Bounding-box records:
▬▬▬▬▬▬▬▬▬▬

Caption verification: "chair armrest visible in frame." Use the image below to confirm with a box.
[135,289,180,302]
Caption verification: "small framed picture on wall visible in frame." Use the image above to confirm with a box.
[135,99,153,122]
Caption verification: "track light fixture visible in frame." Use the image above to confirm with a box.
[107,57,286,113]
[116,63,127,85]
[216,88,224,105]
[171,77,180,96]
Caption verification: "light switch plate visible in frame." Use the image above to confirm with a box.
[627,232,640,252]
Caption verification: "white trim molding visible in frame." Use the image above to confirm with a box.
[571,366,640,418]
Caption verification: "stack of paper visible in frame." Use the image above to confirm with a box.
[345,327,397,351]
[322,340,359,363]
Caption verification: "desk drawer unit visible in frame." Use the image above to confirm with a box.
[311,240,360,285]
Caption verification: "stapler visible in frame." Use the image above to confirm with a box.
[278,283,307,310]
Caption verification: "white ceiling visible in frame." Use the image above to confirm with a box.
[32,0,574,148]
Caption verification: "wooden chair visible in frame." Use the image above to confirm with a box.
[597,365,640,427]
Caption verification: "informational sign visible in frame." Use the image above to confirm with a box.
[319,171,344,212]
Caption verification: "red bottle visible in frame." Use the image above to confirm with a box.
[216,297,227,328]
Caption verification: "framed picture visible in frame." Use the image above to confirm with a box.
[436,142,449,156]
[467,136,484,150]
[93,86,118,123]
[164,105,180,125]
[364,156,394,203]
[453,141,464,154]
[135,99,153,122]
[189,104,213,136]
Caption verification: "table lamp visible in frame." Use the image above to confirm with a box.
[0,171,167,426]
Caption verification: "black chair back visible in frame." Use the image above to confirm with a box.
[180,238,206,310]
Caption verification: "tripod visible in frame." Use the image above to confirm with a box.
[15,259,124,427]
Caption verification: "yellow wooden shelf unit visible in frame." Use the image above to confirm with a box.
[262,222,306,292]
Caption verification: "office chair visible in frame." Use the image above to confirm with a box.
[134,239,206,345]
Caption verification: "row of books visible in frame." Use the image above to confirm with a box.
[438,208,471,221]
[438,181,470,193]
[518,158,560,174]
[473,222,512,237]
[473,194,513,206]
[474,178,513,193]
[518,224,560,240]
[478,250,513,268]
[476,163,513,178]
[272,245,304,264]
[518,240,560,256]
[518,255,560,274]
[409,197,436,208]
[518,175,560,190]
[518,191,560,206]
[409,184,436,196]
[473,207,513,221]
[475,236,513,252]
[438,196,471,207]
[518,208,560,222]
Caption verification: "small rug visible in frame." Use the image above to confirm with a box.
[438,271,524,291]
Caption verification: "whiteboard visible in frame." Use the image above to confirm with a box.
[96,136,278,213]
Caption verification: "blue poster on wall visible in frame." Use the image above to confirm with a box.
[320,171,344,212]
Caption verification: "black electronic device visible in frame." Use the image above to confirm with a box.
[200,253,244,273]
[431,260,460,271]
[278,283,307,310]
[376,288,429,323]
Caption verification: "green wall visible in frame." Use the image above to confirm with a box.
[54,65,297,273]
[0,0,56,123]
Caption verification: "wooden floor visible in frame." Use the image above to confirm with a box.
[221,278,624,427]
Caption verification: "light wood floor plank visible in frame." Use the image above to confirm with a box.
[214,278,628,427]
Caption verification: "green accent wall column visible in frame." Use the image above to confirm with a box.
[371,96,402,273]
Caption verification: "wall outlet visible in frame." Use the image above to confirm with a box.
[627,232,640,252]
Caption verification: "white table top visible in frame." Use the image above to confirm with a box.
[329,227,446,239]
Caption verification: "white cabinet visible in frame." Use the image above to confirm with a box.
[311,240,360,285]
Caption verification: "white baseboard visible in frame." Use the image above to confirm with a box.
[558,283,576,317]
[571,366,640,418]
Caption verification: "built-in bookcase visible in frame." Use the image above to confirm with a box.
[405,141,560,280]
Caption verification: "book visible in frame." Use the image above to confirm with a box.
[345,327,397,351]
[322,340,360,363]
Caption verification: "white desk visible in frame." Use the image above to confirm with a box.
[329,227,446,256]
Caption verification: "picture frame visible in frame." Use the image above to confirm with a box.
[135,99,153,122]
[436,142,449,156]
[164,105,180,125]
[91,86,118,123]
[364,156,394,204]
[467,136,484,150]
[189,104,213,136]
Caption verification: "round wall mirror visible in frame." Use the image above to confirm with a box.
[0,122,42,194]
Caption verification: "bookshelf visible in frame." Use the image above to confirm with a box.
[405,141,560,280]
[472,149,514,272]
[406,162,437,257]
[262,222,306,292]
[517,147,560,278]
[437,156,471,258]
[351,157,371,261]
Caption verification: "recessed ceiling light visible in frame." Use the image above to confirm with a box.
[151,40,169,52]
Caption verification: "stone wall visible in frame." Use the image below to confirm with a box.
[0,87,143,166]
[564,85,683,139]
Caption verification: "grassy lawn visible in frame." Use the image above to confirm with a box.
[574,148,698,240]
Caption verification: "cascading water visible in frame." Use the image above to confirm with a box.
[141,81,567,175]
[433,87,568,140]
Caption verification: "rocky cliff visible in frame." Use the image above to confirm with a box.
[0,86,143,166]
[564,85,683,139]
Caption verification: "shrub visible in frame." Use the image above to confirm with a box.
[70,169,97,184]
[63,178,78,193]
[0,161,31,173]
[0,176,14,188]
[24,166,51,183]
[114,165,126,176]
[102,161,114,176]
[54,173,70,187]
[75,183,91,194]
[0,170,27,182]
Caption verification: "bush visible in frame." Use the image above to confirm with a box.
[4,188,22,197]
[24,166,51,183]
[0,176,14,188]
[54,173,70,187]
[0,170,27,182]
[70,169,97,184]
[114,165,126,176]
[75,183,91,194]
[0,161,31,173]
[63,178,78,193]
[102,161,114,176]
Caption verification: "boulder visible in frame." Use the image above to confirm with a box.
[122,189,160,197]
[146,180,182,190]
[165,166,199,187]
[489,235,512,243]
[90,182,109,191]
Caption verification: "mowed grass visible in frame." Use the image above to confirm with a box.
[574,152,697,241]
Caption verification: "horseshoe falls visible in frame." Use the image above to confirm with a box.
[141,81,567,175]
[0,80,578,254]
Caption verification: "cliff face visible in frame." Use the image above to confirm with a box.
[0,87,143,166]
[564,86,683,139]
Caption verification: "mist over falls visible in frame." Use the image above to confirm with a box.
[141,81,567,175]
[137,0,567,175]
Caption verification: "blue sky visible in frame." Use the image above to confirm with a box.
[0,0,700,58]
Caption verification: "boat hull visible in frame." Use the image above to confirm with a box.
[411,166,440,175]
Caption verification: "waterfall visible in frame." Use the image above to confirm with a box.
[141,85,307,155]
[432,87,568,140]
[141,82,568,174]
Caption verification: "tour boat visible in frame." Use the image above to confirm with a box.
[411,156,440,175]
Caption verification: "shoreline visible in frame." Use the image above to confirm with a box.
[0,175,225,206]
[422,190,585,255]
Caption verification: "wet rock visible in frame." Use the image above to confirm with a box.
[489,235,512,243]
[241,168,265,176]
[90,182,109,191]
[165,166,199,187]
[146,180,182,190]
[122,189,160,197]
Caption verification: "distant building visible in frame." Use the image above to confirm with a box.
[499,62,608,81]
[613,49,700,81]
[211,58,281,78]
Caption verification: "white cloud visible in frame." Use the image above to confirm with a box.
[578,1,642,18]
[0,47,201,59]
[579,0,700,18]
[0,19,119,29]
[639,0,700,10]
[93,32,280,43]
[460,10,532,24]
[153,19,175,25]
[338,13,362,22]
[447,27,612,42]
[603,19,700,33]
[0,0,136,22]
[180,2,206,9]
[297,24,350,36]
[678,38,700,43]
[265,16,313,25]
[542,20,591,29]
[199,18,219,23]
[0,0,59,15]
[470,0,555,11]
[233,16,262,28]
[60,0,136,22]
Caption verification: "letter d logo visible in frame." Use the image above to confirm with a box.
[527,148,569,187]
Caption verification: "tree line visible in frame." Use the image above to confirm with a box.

▬▬▬▬▬▬▬▬▬▬

Lay out as a two-column CSV, under the column names text and box, the entries starting at the line containing "chair back visible" and ending at the line containing "[15,259,124,427]". Give one row per entry, put each field in quotes, and replace any line breaks with spaces.

THE REPLY:
text,box
"Caption verification: ""black chair back visible in frame."" Use the image above to confirm with a box.","[180,238,206,310]"
"Caption verification: ""tripod visible in frame."" Use the image above to confirm with a box.","[15,259,124,427]"